Dataset excerpts

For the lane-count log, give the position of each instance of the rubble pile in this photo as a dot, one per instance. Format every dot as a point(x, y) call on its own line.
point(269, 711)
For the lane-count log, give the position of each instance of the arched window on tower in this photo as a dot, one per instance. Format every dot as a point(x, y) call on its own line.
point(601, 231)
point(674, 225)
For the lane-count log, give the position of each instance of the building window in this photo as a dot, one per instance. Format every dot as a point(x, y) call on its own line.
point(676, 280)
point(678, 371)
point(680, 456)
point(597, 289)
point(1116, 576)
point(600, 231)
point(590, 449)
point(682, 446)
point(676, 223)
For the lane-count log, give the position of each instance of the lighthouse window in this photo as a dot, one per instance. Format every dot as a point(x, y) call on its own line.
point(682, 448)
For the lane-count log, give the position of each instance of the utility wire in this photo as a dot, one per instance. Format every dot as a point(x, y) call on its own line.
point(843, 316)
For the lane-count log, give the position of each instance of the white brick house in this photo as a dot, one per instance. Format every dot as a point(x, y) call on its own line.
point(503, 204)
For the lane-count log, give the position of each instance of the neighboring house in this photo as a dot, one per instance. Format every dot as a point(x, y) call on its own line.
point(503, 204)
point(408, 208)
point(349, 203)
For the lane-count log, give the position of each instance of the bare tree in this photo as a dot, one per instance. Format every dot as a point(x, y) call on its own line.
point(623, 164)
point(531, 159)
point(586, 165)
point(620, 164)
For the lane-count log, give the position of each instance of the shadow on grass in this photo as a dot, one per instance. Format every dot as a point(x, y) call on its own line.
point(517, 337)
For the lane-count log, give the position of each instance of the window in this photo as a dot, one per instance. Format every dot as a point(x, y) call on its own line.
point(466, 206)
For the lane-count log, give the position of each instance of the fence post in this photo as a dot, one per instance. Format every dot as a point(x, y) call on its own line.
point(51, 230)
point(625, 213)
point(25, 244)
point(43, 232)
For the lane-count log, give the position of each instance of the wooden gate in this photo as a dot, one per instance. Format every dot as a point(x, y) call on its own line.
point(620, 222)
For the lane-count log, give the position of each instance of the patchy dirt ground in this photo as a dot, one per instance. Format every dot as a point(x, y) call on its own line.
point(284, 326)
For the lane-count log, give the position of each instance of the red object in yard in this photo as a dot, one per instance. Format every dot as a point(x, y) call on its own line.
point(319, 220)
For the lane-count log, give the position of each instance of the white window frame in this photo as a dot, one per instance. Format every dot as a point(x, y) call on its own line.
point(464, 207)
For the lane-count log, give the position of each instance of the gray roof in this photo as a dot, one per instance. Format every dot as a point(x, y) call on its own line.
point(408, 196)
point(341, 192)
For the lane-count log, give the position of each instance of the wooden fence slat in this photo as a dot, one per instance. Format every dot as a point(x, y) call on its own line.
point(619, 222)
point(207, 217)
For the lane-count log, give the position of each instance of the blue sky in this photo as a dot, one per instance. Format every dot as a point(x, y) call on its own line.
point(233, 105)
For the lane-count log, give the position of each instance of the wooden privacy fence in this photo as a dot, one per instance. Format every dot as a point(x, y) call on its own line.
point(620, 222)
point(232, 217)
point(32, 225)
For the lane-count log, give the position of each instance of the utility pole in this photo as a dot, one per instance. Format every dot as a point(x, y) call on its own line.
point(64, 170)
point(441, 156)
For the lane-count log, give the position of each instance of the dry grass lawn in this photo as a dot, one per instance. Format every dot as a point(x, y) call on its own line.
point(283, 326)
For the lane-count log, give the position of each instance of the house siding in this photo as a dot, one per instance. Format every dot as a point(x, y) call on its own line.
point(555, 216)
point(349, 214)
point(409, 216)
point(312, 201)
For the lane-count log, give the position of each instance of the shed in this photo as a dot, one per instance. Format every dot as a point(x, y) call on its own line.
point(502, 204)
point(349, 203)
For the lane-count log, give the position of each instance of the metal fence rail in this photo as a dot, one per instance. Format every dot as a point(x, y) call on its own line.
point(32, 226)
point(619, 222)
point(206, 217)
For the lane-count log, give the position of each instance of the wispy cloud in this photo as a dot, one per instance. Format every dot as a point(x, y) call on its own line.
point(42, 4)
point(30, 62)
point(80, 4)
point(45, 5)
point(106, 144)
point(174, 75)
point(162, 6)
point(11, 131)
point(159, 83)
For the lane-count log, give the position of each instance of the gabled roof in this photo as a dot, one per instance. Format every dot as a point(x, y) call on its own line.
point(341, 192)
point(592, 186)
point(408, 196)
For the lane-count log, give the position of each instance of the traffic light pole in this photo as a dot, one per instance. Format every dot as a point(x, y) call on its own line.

INSTRUCTIONS TO FOLLOW: Each record above must be output without any alteration.

TASK ANSWER:
For the lane-count log, give the position of each instance of the rubble pile in this photo as a dot, one per instance. Format every dot as a point(x, y) call on its own line.
point(269, 711)
For the lane-count log, give the position of each instance of the arched window on tower in this photo as a dot, one per instance. Format every dot as a point(x, y) call on its own line.
point(601, 231)
point(674, 225)
For the lane-count log, give the position of each instance of the building window in this photo as a dot, one per instance. Format every dot as a point(x, y) call on its own line.
point(676, 280)
point(678, 371)
point(680, 456)
point(597, 289)
point(1116, 576)
point(600, 231)
point(590, 449)
point(682, 446)
point(676, 223)
For the lane-count log, give the position of each instance of the lighthouse window in this photo as a dot, one per instance. Format every dot as a point(x, y) call on its own line.
point(682, 448)
For the lane-count log, give the position of each instance of the utility wire in this photo as a dot, one per instance. Format every dot as a point(x, y) call on its own line.
point(843, 316)
For the lane-count log, give the position of each instance of the white brick house in this photo as a dot, one per instance. Format every dot as a point(x, y) call on its own line.
point(503, 204)
For the lane-count log, give the position of each instance of the neighboring house in this photo as a dot, one per instance. Format every dot as a point(x, y) call on its own line.
point(503, 204)
point(408, 208)
point(349, 203)
For the lane-count log, give the position of each instance of the bare tree in this photo as a dot, one per instance. Format every dot as a point(x, y) call on its own line.
point(623, 164)
point(531, 159)
point(586, 165)
point(620, 164)
For the lane-count log, give the position of each instance of the shadow on grass in this photo as a dot, one per instance. Format every dot as a point(x, y) call on its own line.
point(517, 337)
For the lane-count log, give the position of each instance of the window in this photo as a dot, one per instance. Format every dot as a point(x, y) call on its own line.
point(466, 206)
For the lane-count log, give the position of each instance of the fence post in this photo as a dot, one per instance. Format every dot as a point(x, y) call on its own line.
point(51, 230)
point(625, 213)
point(25, 244)
point(43, 232)
For the lane-count log, give the position of each instance of the wooden gate in this photo as a dot, one per instance. Format every dot as a point(x, y) call on its own line.
point(620, 222)
For the lane-count log, give the position of each instance of the patchy dirt ground in this photo as a dot, one per instance. Format every dot as a point(x, y) call on its own line.
point(284, 326)
For the lane-count log, give the position of each instance of the red object in yard in this photo as a dot, one per instance. Format every dot as a point(x, y) call on its own line.
point(319, 220)
For the lane-count log, give the position of each instance of the white window frame in this photo as a dot, one per instance. Format every dot as a point(x, y) call on its own line.
point(464, 207)
For the lane-count log, give the position of each instance of the gray roof in this photo as a dot, one per instance. Format every dot as a point(x, y) call on its own line.
point(408, 196)
point(341, 192)
For the lane-count log, give the position of each instance of the wooden fence slat in this photo as a dot, one per instance. Format every dot as a point(x, y) call on its own line.
point(619, 222)
point(207, 217)
For the lane-count log, give the position of each instance of the blue sky in this photo as a dot, one per instance. Format every dot as a point(x, y) call on its own line.
point(233, 105)
For the lane-count log, give the position of each instance of the wooden privacy fence in this photo as a dot, one per instance. Format every dot as a point(x, y) call on its own line.
point(620, 222)
point(232, 217)
point(32, 225)
For the lane-count log, give the position of each instance of the utility pole in this photo as a dot, one per instance. Format every dot as a point(x, y) call on its own line.
point(64, 170)
point(441, 156)
For the lane-count log, give the position of each instance of the dry grass lawn in this photo as a dot, one per instance. Format every dot as a point(x, y) call on its own line.
point(283, 326)
For the lane-count log, give the position of each instance of the house siding in this photo as a dot, one per instance. Format every dot as a point(x, y) call on its own line.
point(555, 216)
point(349, 214)
point(409, 216)
point(312, 201)
For the lane-count log, give the position of each instance of the shed in this photo as a dot, one per instance. Format every dot as a point(x, y) call on its own line.
point(502, 204)
point(349, 203)
For the lane-count log, give the position of each instance of the metal fence rail in this photo as a dot, one per instance. Format every dot as a point(x, y) call on its own line.
point(32, 226)
point(619, 222)
point(206, 217)
For the lane-count log, give the position of each instance of the wispy cloud in this photo as a dot, one per instance. Format every dot as a point(x, y) call on its own line.
point(42, 4)
point(30, 62)
point(80, 4)
point(45, 5)
point(106, 144)
point(174, 75)
point(162, 6)
point(11, 131)
point(159, 83)
For the lane-count log, give the position of each instance of the gabled roof in this photo as a dot, one per instance. Format every dot as a point(x, y) call on its own line.
point(341, 192)
point(592, 186)
point(408, 196)
For the lane-count log, give the position of each instance of the traffic light pole in this photo as a dot, one per instance. Format every dot as a point(x, y) call on its own line.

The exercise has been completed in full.